[Dataset entries]

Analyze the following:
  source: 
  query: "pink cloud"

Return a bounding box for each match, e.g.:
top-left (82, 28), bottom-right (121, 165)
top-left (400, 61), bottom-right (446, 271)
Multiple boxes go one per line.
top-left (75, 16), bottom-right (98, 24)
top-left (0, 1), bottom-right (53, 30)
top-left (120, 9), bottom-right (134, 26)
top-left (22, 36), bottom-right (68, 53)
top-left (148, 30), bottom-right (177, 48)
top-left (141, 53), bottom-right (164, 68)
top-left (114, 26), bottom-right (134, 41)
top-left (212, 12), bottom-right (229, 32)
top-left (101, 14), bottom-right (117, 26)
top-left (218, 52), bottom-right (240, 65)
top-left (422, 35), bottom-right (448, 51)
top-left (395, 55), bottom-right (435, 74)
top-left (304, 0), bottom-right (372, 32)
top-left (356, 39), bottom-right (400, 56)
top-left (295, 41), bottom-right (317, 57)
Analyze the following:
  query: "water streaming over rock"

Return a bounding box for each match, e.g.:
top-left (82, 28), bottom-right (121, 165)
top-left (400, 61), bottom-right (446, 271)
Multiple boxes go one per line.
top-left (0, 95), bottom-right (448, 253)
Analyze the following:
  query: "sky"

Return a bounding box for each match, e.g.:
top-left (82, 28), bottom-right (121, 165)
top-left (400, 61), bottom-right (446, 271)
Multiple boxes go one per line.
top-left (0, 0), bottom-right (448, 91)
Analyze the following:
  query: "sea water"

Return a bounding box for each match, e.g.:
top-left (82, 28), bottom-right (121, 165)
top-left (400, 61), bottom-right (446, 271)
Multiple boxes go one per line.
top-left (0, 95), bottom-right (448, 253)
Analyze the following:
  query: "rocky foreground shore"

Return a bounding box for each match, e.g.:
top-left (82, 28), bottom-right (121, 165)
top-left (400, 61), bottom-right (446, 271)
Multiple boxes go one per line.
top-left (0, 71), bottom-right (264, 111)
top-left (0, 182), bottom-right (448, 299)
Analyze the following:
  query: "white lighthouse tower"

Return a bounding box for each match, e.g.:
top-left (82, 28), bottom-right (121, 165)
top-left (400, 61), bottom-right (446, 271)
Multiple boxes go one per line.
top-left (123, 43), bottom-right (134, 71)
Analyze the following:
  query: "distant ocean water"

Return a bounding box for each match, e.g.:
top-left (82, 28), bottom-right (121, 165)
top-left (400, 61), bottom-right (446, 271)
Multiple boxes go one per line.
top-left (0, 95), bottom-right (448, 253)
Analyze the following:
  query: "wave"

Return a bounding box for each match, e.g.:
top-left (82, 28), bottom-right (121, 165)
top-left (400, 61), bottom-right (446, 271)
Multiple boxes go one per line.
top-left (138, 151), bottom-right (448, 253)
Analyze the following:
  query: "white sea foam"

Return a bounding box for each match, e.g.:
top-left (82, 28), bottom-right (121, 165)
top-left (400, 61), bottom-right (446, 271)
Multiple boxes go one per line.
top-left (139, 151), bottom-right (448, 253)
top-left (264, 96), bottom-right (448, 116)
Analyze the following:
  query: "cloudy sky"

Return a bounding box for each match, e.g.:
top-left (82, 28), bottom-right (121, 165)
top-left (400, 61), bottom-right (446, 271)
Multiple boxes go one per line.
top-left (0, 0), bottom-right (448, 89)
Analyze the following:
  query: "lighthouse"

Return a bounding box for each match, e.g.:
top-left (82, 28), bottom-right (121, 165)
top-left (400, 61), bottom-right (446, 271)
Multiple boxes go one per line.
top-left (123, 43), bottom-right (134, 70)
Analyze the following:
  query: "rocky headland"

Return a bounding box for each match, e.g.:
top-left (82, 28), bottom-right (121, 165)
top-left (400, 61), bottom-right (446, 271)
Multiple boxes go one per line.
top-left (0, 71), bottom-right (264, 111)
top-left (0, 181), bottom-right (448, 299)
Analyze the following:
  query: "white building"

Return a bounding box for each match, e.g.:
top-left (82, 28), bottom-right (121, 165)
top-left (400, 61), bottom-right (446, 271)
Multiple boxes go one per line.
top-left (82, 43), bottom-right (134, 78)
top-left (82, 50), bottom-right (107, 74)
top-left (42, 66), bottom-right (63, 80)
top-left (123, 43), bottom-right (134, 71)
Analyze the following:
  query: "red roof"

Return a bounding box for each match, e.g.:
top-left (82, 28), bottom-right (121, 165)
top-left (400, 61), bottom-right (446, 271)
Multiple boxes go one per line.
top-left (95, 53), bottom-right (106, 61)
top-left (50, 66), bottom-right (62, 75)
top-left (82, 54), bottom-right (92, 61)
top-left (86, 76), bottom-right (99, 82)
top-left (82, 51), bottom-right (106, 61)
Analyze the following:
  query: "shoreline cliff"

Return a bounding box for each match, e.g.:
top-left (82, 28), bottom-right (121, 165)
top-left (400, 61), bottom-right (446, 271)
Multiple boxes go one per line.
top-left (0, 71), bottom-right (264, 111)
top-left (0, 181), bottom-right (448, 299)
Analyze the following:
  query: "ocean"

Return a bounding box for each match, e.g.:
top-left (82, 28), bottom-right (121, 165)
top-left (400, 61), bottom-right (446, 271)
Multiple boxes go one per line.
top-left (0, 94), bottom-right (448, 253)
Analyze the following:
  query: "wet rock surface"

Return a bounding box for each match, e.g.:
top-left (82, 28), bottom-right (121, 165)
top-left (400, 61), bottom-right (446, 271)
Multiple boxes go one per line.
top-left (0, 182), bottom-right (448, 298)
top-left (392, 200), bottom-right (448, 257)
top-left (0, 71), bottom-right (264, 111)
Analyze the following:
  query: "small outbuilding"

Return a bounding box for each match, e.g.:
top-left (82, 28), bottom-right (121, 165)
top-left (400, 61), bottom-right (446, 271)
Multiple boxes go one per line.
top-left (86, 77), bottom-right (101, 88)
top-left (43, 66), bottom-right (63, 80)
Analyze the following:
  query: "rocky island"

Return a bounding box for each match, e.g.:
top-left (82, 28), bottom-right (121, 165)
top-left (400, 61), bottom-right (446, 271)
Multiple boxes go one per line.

(Exercise)
Return the lines of the entries unchanged, from the very first line through the line that contains "top-left (75, 16), bottom-right (98, 24)", with both ends included.

(Expected answer)
Analyze the following:
  source: 
  query: "pink cloud"

Return a bounding box for each match, e.g.:
top-left (82, 28), bottom-right (121, 165)
top-left (400, 61), bottom-right (446, 271)
Multiple boxes go one per line.
top-left (75, 16), bottom-right (98, 24)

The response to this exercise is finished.